● **Task prompt**:
Write out only the tail of the records, beginning at the line containing "Target: stainless steel microwave" and including the last line, exactly as written.

● **Information shown**:
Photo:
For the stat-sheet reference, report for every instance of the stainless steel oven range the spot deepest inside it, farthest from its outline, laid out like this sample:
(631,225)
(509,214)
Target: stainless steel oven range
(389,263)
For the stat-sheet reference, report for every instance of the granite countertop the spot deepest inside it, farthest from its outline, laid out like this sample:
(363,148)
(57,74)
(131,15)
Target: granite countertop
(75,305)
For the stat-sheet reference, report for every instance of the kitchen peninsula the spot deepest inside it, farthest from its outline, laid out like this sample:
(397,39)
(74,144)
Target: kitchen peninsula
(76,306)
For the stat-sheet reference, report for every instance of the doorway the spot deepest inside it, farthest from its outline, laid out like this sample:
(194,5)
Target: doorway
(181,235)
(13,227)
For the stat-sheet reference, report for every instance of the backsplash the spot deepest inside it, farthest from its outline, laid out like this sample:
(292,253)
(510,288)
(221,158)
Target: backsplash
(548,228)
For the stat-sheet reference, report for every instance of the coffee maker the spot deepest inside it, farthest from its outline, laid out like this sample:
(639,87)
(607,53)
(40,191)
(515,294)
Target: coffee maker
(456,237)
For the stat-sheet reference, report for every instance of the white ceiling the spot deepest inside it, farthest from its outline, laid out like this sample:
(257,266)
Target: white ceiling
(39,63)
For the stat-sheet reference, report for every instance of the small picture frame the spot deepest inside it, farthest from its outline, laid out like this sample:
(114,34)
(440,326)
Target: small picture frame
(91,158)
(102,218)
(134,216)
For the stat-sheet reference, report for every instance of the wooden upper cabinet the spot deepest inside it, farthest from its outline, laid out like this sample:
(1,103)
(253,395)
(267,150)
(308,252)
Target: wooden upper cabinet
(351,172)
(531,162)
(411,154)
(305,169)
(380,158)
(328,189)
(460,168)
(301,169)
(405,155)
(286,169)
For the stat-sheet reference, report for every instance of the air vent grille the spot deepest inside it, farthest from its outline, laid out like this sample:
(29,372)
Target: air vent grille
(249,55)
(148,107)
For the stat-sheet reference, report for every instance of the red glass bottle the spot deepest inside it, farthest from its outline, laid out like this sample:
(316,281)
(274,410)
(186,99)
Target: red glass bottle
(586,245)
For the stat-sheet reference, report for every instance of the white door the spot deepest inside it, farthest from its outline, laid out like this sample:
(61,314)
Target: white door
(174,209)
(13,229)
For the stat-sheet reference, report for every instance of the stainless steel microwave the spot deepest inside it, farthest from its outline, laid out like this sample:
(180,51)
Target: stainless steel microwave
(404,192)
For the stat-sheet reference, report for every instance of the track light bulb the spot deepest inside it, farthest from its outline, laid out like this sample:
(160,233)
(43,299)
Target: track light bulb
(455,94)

● **Completed exercise**:
Target: stainless steel microwave
(404,192)
For the stat-sheet reference, report for every instance of the track light bulb the spot deepest inside it, farthest from its outline, laid out like this sample:
(160,233)
(43,299)
Target: track light bulb
(455,94)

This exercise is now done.